In the text on medical guidelines, who is mostly leading the rising backlash against those guidelines?

**** Provided text ****

What is going on here?

Clearly, the only real ‘epidemic’ is the growing phenomenon where risks for disease are being turned into diseases, in and of themselves. In this racket, ‘high’ blood pressure, elevated cholesterol, low bone density, fluctuating blood sugars, high eyeball pressure and low testosterone, among other things, become worrying signs of chronic, lifelong conditions that demand attention and medication. As I’ve said in the past, “If you want to know why pharma is increasingly targeting healthy people with ‘preventive medicine,’ it’s because that’s where the money is.”

One thing all these risks-as-disease models have in common is they are shaped and supported by clinical practice guidelines. In these guidelines, doctors are told to measure their patients’ parameters. If your measurements are outside some preset levels deemed ‘high risk’ by the expert guidelines, you know what that means: more frequent trips to the pharmacy. The main downside of guidelines is they slap labels on people who aren’t sick and instill in physicians the constant idea their healthy patients are really disease-ridden.

But this is a good news story and if you haven’t sensed it, there’s a rising backlash against medical guidelines, mostly led by doctors, researchers and even some patients outraged at what they see going on. These rebels have a right to be angry because the guideline-writing process is highly flawed and biased, created mostly by experts who see particular body parts in isolation – as if you were nothing but a hip, a liver or a pancreas. The guidelines are foisted on our doctors and treated as inviolable even though they are frequently corrupted by conflicts of interest so deep it’s no surprise they are at the heart of pharma’s marketing apparatus. Seems to me the only ones who like guidelines are the drug companies that fund them and the experts that participate in writing them.

Certainly, our family doctors have many types of illnesses to deal with and staying on top of changes in recommended treatments is difficult. Some guidance is clearly valuable if it helps inform doctors on new and better ways to treat people, but if we allow guidelines to widen disease definitions and dictate what patients must do to avoid potential future illnesses, we are in big trouble.

**** The data ****

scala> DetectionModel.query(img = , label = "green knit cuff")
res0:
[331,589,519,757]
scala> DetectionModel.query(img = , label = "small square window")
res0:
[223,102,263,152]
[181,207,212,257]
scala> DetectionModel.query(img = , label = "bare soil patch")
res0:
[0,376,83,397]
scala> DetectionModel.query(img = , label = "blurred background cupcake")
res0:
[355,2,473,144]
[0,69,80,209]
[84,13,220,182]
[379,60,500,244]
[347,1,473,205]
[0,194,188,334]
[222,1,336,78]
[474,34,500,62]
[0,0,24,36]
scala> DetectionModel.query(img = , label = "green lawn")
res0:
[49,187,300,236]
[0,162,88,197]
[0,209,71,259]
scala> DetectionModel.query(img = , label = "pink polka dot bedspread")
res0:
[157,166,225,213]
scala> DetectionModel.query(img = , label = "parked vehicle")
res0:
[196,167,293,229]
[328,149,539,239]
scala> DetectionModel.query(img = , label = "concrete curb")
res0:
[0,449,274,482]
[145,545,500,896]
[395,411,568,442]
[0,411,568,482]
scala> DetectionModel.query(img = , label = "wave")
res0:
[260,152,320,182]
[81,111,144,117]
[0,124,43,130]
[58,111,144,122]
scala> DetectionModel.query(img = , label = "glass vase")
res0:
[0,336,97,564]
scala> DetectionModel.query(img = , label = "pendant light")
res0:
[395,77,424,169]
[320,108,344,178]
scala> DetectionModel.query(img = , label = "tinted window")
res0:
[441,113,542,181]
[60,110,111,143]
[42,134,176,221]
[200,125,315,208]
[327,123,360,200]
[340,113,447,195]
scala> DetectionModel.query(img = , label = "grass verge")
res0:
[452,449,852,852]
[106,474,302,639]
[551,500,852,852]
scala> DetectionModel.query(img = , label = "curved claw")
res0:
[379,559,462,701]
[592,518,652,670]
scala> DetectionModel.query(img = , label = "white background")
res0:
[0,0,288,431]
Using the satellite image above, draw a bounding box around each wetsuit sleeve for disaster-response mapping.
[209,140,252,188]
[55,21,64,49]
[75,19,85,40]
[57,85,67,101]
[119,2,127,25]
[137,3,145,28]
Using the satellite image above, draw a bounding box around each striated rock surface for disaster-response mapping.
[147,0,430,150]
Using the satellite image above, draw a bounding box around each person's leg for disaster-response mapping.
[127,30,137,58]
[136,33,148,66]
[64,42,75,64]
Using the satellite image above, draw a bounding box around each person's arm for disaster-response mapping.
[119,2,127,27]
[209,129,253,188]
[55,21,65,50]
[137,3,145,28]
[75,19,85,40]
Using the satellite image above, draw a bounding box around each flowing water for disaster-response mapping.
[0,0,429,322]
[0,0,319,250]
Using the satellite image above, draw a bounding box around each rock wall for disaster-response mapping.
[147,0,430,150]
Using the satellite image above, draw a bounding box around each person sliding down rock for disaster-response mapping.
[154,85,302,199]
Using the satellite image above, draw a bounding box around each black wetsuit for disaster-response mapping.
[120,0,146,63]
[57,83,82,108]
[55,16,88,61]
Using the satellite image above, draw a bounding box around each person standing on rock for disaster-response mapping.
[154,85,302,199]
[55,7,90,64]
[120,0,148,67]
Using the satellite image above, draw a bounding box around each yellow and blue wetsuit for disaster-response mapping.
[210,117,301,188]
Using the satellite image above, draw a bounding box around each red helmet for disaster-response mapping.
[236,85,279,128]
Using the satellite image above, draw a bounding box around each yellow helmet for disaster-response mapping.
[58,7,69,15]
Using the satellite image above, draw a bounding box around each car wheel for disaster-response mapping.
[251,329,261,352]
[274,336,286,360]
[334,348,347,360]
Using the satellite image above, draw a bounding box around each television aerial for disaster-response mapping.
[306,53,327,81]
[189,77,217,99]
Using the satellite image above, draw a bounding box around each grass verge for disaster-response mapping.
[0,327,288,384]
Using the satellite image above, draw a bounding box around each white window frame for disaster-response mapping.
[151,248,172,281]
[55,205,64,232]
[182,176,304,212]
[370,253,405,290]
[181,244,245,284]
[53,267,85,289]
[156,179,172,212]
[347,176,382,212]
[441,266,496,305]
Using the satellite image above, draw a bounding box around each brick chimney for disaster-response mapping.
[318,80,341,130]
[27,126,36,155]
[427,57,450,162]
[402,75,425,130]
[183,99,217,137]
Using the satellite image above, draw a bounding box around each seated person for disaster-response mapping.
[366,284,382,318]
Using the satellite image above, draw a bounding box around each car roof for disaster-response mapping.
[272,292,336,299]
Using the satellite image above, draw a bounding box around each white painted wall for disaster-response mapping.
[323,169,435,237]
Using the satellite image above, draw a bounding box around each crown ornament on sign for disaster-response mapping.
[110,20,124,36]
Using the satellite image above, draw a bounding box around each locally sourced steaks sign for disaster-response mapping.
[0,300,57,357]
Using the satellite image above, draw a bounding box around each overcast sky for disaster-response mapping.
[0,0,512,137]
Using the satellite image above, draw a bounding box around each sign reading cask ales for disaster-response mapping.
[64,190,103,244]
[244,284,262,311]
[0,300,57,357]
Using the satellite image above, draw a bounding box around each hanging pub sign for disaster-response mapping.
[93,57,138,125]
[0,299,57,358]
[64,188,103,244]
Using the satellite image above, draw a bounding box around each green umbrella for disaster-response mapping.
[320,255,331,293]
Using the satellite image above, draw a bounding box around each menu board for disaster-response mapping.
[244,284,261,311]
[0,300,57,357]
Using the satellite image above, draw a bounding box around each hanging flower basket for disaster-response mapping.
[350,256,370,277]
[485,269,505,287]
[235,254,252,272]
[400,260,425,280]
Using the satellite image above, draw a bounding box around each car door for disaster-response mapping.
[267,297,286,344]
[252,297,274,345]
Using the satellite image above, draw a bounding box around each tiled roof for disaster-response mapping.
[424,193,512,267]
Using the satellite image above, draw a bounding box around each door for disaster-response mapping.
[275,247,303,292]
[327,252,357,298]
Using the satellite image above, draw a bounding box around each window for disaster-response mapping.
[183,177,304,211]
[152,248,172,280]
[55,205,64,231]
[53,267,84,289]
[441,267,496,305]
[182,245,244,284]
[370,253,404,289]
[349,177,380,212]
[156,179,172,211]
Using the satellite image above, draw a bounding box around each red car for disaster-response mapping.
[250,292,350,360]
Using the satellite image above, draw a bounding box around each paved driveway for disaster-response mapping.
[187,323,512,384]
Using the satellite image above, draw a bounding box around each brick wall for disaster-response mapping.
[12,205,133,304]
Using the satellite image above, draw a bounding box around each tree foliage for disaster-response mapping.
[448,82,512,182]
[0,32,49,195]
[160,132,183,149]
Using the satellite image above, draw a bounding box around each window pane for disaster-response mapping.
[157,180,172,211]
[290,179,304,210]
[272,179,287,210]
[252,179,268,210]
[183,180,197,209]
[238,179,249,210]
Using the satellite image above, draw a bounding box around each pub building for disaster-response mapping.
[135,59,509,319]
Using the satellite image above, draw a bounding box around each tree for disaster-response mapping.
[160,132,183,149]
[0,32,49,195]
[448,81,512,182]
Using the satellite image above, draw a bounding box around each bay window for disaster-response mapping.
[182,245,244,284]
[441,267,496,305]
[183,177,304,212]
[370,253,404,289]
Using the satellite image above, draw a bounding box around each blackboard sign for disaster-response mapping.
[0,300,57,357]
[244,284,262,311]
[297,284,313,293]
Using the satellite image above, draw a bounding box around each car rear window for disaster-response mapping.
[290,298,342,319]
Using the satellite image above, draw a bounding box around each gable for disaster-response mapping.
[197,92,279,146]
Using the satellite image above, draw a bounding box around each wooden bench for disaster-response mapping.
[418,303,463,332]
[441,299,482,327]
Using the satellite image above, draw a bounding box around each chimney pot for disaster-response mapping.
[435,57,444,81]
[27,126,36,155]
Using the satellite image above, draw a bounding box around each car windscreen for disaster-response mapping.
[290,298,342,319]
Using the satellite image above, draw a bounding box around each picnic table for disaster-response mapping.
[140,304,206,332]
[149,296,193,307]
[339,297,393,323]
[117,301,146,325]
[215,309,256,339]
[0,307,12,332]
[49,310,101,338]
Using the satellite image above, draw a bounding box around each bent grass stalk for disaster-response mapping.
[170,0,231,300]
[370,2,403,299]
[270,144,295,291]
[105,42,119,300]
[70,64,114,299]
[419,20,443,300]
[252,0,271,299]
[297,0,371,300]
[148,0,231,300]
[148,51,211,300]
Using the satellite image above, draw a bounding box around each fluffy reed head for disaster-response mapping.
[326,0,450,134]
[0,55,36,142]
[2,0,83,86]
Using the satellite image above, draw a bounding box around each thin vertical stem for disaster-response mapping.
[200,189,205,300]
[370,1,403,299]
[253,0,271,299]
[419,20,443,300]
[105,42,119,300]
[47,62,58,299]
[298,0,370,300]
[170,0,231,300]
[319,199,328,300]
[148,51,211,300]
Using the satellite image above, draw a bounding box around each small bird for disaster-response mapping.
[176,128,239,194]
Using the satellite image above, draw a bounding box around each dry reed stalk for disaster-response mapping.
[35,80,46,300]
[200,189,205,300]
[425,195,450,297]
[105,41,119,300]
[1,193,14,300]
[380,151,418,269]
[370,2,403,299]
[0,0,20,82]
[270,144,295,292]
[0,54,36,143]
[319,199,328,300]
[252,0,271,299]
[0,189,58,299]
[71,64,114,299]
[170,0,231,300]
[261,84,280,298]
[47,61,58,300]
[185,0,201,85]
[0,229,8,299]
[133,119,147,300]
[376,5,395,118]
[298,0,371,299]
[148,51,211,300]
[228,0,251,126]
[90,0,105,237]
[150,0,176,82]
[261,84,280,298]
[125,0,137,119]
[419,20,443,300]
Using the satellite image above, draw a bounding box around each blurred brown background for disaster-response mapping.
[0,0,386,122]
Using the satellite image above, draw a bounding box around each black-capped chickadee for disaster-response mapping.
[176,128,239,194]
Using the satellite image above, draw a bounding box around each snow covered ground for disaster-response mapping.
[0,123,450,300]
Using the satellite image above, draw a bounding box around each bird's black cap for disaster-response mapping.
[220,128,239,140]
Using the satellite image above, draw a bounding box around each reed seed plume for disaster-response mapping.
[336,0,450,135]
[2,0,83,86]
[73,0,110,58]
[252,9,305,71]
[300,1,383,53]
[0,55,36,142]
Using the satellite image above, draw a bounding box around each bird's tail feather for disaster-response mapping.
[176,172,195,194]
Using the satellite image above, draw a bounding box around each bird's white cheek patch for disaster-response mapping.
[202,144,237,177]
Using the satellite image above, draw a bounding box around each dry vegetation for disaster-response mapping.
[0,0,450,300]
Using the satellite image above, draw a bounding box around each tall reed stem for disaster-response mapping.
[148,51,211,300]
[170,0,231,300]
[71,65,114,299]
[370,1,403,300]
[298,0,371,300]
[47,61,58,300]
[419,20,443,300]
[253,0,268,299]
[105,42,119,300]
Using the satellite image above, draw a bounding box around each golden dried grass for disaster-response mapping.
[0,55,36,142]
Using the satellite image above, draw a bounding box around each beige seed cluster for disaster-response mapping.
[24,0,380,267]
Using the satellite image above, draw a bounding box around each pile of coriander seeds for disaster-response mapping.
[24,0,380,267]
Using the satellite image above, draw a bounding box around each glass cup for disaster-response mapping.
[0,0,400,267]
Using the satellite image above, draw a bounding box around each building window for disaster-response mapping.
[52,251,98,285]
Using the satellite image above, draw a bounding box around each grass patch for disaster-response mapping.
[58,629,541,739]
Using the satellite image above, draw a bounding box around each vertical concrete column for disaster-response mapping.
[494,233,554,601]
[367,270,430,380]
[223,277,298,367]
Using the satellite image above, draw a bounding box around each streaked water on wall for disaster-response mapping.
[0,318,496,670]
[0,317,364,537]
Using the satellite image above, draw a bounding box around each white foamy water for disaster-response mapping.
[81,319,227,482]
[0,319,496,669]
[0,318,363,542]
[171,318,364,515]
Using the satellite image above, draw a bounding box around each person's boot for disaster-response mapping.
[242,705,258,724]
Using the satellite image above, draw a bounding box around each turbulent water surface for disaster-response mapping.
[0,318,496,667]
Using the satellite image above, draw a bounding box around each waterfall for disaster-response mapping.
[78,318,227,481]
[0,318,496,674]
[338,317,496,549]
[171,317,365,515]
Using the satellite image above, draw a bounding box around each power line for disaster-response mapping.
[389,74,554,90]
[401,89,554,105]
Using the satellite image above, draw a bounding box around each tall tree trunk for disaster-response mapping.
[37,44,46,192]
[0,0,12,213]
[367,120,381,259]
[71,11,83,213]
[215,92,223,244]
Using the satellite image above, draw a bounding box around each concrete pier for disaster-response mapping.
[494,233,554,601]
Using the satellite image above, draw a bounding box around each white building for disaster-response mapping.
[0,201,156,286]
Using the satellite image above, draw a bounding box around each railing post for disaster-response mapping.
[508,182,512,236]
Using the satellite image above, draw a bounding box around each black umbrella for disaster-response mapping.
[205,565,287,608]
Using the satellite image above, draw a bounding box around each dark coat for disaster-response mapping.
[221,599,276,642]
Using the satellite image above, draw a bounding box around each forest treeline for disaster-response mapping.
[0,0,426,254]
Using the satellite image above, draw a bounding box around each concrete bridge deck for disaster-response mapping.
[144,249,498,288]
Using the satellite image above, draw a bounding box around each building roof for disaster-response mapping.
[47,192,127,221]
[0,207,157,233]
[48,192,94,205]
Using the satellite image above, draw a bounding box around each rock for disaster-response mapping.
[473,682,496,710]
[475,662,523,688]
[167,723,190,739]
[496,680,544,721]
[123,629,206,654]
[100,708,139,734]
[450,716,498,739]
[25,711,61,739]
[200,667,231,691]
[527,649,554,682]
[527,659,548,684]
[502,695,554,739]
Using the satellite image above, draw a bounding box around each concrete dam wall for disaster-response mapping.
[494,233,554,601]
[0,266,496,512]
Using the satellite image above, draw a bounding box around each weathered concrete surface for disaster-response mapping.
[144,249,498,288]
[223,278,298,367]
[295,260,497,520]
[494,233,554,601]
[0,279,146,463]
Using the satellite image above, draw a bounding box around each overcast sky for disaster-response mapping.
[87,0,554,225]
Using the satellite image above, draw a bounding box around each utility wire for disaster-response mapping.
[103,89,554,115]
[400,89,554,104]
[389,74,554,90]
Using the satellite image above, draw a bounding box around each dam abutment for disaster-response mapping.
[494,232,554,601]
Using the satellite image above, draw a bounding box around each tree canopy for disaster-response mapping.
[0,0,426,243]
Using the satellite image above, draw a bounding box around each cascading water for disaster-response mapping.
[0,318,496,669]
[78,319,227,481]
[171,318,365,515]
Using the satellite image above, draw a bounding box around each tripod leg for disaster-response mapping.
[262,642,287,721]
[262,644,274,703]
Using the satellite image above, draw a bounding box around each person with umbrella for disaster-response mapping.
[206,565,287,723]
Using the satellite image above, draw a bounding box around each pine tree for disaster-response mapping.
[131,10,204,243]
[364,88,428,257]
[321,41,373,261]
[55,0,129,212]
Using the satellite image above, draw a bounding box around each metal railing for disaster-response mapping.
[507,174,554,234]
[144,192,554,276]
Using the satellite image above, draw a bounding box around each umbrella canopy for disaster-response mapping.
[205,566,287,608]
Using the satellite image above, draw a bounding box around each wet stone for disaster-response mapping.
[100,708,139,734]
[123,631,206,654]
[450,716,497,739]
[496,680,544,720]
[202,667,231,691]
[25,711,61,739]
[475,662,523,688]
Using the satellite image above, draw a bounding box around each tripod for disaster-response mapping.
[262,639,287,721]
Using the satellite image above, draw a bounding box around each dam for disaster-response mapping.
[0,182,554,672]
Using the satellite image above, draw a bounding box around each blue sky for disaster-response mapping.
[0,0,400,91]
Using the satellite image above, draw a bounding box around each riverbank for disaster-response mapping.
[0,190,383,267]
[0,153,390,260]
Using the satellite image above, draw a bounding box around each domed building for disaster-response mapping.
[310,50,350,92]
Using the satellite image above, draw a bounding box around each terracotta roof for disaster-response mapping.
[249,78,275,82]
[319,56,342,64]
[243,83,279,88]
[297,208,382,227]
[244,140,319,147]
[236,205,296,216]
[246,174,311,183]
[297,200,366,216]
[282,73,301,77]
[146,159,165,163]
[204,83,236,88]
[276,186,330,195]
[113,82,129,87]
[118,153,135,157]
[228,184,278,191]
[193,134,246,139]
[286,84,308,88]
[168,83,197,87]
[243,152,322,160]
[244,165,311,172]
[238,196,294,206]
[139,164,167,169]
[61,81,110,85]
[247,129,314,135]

****

[Finished task]: Doctors, researchers and even some patients are mostly leading it.